Start of Text block

[lbo-talk] vox populi: standardize testing

shag carpet bomb shag at cleandraws.com
Mon May 21 03:57:27 PDT 2012


thanks for the recap.

I think you've overreacted, though. Michael said he agreed with you wholeheartedly in his first sentence.

I, personally, don't grok the torture thing - wasn't my experience nor, as far as I know, my son's who went to a "inner city" school where the first day of school freshman had their head's dunked in toilets and there were no doors on bathrooms to control students, etc. The next year he was recruited to play bball at the richest public school in the county, and went to school at a place with flatscreen televisions hanging in hallways.

Not to say it doesn't happen, I just wasn't clear on whether the torture thing is part of the institutional (normative) structure of schooling and if there's a literature on this. I'm more familiar with the literature on social life in school/uses of school to segregate people along lines of intra-class warfare, etc.

At 12:14 AM 5/21/2012, Alan P. Rudy wrote:
>On Sunday, May 20, 2012 at 10:39 AM, shag carpet bomb wrote:
> > what's a wander or loser?
> >
> > I'm not sure how we got on this topic, but is there a concern among the
> > public that teacher's don't have enough knowledge to teach their subject
> > matter? E.g, are there social studies teachers or english teachers who are
> > found lacking enough knowledge to teach?
> >
> > At 09:19 PM 5/19/2012, Alan P. Rudy wrote:
> >
> > I'll repeat, none of the general superficiality of my teachers' knowledge
> > impinged on my schooling - except for when they were wanders or losers
> as well.

End of Text block
Start of Excerpted records

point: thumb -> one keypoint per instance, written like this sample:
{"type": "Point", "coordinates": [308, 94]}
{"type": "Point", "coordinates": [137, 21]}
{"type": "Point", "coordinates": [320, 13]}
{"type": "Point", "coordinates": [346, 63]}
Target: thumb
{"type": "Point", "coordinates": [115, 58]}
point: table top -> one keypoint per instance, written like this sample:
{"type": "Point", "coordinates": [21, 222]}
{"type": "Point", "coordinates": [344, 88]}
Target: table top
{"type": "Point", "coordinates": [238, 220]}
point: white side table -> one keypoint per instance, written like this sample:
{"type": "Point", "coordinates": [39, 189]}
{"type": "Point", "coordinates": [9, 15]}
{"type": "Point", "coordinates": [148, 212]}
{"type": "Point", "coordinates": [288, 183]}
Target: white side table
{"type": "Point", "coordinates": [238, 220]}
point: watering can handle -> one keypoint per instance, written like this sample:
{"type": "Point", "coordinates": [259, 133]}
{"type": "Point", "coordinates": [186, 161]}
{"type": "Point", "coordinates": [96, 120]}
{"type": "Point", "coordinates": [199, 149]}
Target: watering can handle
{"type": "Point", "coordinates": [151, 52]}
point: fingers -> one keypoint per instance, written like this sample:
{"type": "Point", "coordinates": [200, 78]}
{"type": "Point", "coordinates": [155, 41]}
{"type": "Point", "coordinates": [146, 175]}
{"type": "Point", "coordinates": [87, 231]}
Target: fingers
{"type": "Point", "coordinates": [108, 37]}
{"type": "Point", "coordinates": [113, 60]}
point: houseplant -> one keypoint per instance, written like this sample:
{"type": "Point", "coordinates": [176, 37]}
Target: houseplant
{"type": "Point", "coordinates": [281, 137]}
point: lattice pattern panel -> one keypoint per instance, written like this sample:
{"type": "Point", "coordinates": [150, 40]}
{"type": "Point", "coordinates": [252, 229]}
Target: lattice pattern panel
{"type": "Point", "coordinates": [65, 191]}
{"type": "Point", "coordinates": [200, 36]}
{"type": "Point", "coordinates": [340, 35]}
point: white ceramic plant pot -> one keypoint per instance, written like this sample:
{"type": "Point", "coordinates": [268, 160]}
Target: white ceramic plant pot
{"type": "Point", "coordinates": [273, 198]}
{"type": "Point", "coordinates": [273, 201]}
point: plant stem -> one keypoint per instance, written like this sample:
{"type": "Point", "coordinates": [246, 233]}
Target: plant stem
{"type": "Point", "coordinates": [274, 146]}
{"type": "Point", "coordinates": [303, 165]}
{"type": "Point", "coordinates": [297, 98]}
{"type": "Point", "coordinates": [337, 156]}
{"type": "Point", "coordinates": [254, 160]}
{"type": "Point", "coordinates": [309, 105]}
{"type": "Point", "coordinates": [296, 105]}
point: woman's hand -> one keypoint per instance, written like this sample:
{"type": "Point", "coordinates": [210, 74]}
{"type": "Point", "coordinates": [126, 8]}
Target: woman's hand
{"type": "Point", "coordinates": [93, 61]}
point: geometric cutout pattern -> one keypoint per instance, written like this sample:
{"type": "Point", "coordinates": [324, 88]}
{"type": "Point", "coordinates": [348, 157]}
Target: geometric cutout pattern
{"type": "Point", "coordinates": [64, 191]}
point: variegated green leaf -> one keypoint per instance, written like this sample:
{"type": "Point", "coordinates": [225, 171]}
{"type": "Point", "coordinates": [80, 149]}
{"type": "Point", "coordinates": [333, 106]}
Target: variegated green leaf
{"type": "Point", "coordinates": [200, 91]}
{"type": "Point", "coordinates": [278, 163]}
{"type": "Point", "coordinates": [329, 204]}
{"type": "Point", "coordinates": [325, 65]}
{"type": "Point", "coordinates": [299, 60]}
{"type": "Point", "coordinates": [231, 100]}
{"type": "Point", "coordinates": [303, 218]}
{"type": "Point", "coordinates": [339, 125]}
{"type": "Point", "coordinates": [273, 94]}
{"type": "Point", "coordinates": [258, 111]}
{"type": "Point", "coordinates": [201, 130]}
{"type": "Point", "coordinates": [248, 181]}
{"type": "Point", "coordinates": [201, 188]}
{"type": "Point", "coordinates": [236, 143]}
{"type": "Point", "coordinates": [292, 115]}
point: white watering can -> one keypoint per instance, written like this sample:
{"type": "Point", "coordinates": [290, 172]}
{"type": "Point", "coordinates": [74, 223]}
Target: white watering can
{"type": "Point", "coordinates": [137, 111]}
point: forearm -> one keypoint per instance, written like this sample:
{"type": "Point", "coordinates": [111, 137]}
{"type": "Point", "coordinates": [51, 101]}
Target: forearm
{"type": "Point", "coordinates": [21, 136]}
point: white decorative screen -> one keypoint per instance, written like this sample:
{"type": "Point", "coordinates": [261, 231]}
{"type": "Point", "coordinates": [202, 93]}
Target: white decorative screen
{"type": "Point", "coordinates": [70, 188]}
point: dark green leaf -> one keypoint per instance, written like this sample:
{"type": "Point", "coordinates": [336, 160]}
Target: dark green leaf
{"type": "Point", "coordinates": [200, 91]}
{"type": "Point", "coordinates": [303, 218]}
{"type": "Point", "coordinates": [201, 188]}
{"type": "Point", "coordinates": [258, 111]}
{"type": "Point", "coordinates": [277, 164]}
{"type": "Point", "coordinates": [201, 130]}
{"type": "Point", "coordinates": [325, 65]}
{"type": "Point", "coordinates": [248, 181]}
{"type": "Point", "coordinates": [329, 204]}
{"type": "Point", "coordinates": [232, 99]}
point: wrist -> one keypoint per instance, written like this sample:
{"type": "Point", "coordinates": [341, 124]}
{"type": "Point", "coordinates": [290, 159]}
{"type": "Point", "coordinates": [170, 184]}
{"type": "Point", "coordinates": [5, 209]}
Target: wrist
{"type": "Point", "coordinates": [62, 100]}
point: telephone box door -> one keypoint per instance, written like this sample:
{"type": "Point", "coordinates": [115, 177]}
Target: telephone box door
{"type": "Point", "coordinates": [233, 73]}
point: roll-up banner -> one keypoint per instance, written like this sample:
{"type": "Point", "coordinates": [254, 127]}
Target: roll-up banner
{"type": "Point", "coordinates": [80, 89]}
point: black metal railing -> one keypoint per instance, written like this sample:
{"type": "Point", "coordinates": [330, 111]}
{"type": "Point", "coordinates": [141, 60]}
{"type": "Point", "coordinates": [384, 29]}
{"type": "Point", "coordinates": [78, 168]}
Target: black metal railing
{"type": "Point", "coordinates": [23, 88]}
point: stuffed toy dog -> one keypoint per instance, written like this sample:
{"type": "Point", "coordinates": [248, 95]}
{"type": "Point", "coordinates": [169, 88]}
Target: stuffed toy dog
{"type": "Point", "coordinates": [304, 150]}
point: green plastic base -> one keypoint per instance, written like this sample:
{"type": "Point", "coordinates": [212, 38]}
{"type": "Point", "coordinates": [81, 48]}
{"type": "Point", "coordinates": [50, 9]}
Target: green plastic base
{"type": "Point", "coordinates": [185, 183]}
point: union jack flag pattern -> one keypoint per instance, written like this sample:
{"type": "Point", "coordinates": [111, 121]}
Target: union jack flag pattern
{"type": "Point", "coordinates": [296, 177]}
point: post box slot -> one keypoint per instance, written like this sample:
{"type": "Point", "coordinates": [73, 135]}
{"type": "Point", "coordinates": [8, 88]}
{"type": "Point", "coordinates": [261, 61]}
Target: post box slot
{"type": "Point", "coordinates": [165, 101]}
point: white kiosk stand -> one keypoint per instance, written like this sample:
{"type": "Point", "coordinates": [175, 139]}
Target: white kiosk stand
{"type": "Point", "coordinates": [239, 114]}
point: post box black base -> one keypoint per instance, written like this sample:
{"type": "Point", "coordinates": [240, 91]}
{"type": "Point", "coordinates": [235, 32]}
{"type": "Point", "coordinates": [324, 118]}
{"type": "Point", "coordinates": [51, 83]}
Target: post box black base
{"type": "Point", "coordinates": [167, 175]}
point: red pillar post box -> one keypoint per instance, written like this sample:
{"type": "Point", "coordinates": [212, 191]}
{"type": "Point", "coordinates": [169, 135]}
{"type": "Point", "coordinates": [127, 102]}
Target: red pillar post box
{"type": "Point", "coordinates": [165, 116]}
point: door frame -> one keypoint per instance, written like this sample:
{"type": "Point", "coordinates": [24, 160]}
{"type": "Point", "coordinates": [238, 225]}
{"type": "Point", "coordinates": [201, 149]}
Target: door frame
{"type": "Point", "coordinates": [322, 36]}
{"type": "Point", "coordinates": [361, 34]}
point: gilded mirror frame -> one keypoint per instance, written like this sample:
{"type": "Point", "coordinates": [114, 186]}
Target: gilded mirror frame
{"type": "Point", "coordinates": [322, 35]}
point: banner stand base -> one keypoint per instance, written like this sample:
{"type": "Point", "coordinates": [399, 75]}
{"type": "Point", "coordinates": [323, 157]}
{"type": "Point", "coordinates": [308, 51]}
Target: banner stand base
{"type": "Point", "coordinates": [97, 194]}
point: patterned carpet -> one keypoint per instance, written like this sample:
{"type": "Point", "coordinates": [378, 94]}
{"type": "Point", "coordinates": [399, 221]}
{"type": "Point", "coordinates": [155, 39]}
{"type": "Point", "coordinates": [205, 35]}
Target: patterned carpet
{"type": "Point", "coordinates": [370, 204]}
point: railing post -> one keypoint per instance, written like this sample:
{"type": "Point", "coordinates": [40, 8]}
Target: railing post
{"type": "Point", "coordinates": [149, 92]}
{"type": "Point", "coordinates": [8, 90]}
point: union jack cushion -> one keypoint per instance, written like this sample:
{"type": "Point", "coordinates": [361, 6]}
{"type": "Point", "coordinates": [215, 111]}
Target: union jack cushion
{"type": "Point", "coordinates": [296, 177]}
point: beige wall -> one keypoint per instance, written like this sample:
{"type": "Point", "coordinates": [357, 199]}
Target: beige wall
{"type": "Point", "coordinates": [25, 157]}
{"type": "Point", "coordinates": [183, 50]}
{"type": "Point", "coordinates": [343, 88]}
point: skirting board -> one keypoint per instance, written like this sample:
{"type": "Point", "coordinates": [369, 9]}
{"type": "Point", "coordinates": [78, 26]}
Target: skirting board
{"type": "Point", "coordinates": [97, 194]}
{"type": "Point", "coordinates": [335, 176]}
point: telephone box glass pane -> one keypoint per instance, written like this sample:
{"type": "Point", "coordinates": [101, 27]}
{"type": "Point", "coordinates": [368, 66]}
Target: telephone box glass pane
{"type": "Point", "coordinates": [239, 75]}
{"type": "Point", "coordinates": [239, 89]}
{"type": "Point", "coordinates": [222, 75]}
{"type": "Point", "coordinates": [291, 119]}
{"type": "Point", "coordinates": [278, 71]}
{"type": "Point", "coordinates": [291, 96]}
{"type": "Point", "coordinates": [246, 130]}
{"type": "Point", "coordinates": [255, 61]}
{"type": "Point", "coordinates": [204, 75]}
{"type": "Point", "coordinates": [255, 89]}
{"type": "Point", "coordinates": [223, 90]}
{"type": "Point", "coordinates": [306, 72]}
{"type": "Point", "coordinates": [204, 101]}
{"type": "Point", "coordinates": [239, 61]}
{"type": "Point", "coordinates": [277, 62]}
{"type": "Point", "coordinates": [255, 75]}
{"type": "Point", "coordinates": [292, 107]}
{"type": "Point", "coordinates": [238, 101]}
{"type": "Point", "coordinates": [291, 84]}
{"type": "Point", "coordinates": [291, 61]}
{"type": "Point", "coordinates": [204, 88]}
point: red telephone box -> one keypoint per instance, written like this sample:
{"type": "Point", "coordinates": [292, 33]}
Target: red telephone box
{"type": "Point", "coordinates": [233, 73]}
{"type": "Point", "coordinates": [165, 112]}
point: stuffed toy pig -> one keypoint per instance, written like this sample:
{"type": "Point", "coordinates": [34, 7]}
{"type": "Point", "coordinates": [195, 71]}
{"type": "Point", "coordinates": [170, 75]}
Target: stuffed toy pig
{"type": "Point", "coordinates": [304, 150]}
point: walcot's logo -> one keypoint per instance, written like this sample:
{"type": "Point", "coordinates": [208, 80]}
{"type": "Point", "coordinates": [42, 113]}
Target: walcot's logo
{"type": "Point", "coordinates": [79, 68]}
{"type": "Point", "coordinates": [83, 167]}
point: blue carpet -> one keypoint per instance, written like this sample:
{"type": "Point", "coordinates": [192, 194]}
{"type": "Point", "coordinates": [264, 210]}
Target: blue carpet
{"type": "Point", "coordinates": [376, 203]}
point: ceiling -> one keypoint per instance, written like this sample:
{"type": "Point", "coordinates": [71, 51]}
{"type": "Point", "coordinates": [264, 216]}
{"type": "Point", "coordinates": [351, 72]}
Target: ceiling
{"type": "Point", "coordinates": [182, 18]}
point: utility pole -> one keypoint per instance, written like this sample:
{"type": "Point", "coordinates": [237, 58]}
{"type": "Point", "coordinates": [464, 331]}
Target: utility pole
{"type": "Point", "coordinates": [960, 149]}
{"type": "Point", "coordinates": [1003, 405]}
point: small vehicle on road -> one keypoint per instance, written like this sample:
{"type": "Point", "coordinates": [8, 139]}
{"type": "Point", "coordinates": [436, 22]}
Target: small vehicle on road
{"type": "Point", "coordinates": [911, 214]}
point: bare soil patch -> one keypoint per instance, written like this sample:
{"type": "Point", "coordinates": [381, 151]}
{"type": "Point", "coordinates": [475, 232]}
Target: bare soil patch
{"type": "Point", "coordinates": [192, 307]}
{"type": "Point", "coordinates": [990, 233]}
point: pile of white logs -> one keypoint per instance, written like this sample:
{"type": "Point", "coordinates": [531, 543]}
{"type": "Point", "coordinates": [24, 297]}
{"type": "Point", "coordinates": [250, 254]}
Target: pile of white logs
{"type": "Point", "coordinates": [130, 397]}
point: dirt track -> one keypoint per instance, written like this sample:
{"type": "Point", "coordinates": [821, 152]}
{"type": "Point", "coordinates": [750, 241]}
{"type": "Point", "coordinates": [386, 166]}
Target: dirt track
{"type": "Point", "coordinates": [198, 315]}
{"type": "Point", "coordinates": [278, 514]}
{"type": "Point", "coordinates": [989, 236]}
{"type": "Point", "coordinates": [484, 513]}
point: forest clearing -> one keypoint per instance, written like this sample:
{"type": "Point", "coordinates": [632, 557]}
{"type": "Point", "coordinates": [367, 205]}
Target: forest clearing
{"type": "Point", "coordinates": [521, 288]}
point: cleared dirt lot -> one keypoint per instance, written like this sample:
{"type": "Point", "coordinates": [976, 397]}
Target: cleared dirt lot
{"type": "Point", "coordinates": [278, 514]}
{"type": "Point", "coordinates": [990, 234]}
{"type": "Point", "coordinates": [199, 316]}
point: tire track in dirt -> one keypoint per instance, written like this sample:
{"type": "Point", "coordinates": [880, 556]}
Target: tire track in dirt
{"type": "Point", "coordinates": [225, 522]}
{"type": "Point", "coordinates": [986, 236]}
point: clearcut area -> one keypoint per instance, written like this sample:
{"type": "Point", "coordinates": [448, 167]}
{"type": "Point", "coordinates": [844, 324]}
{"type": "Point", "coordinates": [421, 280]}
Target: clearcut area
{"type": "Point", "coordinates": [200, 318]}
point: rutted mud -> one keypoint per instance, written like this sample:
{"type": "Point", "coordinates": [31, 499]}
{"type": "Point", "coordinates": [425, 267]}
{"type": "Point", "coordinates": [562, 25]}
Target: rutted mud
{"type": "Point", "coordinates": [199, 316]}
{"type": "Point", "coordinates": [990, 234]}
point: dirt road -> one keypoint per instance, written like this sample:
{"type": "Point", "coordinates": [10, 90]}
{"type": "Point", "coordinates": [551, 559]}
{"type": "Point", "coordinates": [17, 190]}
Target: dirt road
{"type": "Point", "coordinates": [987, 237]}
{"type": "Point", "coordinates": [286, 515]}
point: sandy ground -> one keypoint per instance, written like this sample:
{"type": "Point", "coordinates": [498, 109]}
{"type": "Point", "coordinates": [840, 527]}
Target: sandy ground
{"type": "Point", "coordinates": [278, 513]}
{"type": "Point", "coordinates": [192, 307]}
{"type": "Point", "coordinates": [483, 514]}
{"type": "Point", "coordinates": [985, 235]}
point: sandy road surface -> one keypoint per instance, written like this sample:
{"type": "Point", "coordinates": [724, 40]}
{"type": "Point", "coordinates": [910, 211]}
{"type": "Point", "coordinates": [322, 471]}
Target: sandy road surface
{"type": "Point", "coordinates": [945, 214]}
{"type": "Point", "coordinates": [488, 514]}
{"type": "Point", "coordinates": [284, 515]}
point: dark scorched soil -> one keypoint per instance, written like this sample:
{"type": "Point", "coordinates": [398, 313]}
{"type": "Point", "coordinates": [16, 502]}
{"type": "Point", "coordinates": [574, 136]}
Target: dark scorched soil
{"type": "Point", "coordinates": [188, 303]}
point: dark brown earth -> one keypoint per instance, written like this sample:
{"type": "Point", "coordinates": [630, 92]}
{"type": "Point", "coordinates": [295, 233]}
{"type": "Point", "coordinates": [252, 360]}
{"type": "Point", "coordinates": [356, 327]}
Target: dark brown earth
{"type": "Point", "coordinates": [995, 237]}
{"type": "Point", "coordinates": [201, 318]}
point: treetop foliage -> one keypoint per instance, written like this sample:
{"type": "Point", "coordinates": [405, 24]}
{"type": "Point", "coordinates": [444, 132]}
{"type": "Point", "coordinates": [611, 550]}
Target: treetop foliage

End of Excerpted records

**What you need to do**
Reproduce the part of the mailing-list post above word for word, starting with "Not to say it" and going on through "wander or loser?".

**Answer for the task**
Not to say it doesn't happen, I just wasn't clear on whether the torture thing is part of the institutional (normative) structure of schooling and if there's a literature on this. I'm more familiar with the literature on social life in school/uses of school to segregate people along lines of intra-class warfare, etc.

At 12:14 AM 5/21/2012, Alan P. Rudy wrote:
>On Sunday, May 20, 2012 at 10:39 AM, shag carpet bomb wrote:
> > what's a wander or loser?